[Point annotations for photos]
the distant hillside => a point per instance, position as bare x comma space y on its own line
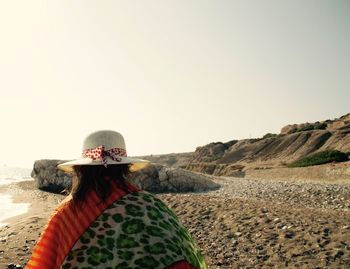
294, 142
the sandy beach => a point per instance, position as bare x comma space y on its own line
245, 224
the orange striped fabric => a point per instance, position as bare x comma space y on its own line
66, 225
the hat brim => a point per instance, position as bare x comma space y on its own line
135, 164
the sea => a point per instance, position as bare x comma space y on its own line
8, 208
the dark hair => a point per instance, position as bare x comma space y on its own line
98, 178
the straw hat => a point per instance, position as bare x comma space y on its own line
104, 148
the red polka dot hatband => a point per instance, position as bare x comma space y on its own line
104, 148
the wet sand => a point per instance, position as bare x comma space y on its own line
245, 224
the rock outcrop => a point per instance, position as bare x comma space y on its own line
293, 143
154, 178
47, 177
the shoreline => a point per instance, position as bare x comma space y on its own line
244, 224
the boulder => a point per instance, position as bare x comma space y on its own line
47, 177
154, 178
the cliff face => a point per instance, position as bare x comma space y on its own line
294, 142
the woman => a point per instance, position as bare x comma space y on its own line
108, 223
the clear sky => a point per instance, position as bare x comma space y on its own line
169, 75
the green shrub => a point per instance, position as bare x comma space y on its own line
309, 127
269, 135
321, 158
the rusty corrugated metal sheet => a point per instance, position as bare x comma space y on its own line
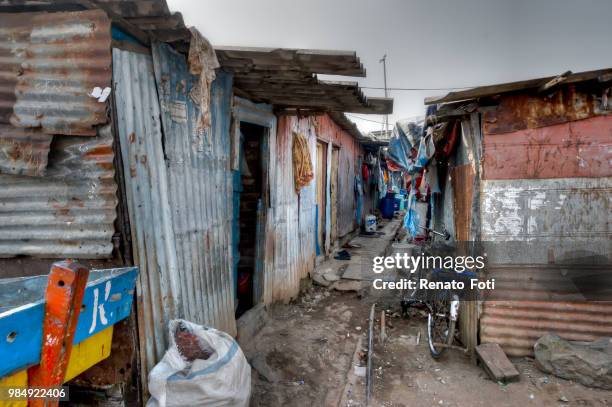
524, 111
147, 190
68, 213
200, 186
462, 181
178, 184
527, 224
49, 64
291, 244
517, 324
23, 151
574, 149
350, 149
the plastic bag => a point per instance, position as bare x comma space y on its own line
202, 367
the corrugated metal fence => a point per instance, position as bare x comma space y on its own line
69, 212
178, 185
545, 202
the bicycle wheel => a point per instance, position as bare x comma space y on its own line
441, 322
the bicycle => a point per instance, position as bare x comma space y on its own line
444, 314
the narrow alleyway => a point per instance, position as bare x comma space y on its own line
306, 353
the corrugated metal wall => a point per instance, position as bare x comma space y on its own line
292, 225
291, 228
178, 186
545, 200
69, 212
60, 197
200, 189
139, 128
350, 150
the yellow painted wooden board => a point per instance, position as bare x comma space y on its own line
84, 355
89, 352
19, 379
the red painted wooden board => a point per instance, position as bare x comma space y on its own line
580, 148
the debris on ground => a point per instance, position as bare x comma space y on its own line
587, 363
496, 363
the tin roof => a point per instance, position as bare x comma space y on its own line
601, 75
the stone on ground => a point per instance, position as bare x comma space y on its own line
587, 363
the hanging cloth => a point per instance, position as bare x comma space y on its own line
302, 165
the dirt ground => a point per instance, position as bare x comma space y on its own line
307, 351
304, 357
406, 375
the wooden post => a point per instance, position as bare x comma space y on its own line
64, 296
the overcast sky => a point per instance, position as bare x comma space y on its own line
429, 44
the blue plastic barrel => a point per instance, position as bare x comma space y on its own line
387, 207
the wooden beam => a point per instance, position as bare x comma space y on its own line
554, 82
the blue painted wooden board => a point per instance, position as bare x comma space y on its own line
107, 300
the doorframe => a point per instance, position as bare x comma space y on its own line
261, 114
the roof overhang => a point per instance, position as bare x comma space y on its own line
601, 75
287, 79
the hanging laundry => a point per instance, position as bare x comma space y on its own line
365, 173
302, 165
202, 61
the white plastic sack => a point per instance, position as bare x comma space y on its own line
224, 379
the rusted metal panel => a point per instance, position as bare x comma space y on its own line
557, 210
200, 187
139, 128
574, 149
178, 185
69, 213
527, 111
23, 151
292, 224
531, 229
350, 150
51, 63
517, 325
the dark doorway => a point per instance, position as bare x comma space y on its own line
249, 187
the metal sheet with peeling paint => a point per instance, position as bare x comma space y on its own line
23, 151
292, 226
68, 213
147, 190
199, 180
51, 62
178, 185
580, 148
531, 229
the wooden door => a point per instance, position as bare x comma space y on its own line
321, 179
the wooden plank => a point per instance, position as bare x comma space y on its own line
496, 363
462, 179
112, 289
491, 90
18, 379
64, 296
89, 352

Required task — Reproduce the listing word for word and omit its pictures.

Problem solution —
the distant hillside => a point per instance, position as bare x comma space y on its own line
294, 142
the sandy beach => a point per instance, position as bare x comma space y on its own line
245, 224
the orange striped fabric => a point per instance, position as bare x comma space y on its own line
66, 225
the hat brim => a point per instance, position as bare x comma space y on its own line
135, 164
the sea => a point per instance, position as bare x comma space y on its own line
8, 208
the dark hair => a point per instance, position as bare x comma space y on its own line
98, 178
the straw hat => a point per instance, position as bare x comma space y on its own line
104, 148
the red polka dot hatband => a point per instance, position as bare x comma space y on its own line
104, 148
the wet sand => a point per instance, position as bare x comma space y on its own line
245, 224
the rock outcrop => a point per instance, position as bare x comma space y on its own line
293, 143
154, 178
47, 177
the shoreline => a point per instance, position as bare x comma space y on its own line
244, 224
the boulder => a point per instance, position as bare x comma space y on its own line
47, 177
154, 178
the cliff face => a point per instance, position as bare x comma space y on its own line
294, 142
the woman => a point per instance, position as bare x comma space y on its own line
108, 223
the clear sky => a point per instance, position as bare x comma space y on its own line
169, 75
the green shrub => a point per instance, position as bare x comma space y on its own line
309, 127
269, 135
321, 158
the rusty corrugated metal sheet => a point per instance, position as bare x comma space y on its own line
524, 111
147, 190
68, 213
200, 186
462, 181
178, 184
527, 224
49, 64
291, 244
517, 324
23, 151
574, 149
350, 149
the plastic bag => a point per instance, position as bare x comma space y on its own line
202, 367
the corrugated metal fence => a point per instance, position as bare x comma space y on its own line
69, 212
178, 185
545, 202
the bicycle wheel => a point per instance, position as bare x comma space y on its own line
441, 322
the bicycle => a point per instance, position as bare x comma space y on its own line
444, 314
the narrow alleyway => a point per instance, position as bare x comma space y on its own line
306, 353
the corrugated metal wall => a point per instance, position as bare x comma space y on its own line
292, 225
291, 228
178, 186
545, 200
69, 212
60, 197
200, 189
139, 128
350, 150
the yellow painted wooden board => a point per instance, position as bare x comma space y on its own line
84, 355
89, 352
19, 379
the red painted wooden board => a point per instance, position as bare x comma space y on its own line
580, 148
the debris on ground => a point per instance, position as bare x comma space y on its own line
587, 363
496, 363
the tin roof => a point per instance, position as bare x comma space y on its own line
601, 75
the stone on ground => a point per instance, position as bare x comma space y on its own line
587, 363
the hanging cloth => a point per instance, position as bare x comma space y on its own line
302, 165
the dirt ground => a point per instance, position as bare x comma space y on its own line
307, 351
304, 357
406, 375
the wooden post => a point per instance, position as bare x comma space y on its own line
64, 296
the overcast sky => a point per instance, position as bare x comma space y on its own line
429, 44
the blue plastic barrel => a point per instance, position as bare x comma space y on its own line
387, 207
the wooden beam => a point per instance, position as bare x comma space y on its own line
554, 82
the blue painted wooden board => a point per instance, position as bare x comma space y on its own line
107, 300
the doorframe => a point per instance, position as bare x comma space y on its own line
261, 114
the roof overhang => a point per instance, position as bare x comma space y on its own line
601, 75
287, 79
the hanging laundry => a point per instance, position as bare x comma space y on its own line
365, 173
302, 165
202, 61
the white plastic sack => a point per instance, position as bare x comma space y on its own line
224, 379
the rusted metal panel => a point per instance, position as bare x comma space y on its own line
557, 210
200, 187
139, 128
574, 149
178, 185
69, 213
527, 111
23, 151
292, 224
531, 229
350, 150
51, 63
517, 325
the dark doorway => a point per instance, position as bare x comma space y on its own line
249, 187
the metal sheet with peeling paint => a point per instance, position as bare x comma space y on its own line
23, 151
292, 226
68, 213
147, 190
199, 180
51, 62
178, 185
580, 148
531, 229
the wooden door => a point per instance, position as bare x comma space y on its own line
321, 179
the wooden plank => a point per instance, position as bare x comma space y on its own line
496, 363
462, 179
112, 289
491, 90
18, 379
64, 296
89, 352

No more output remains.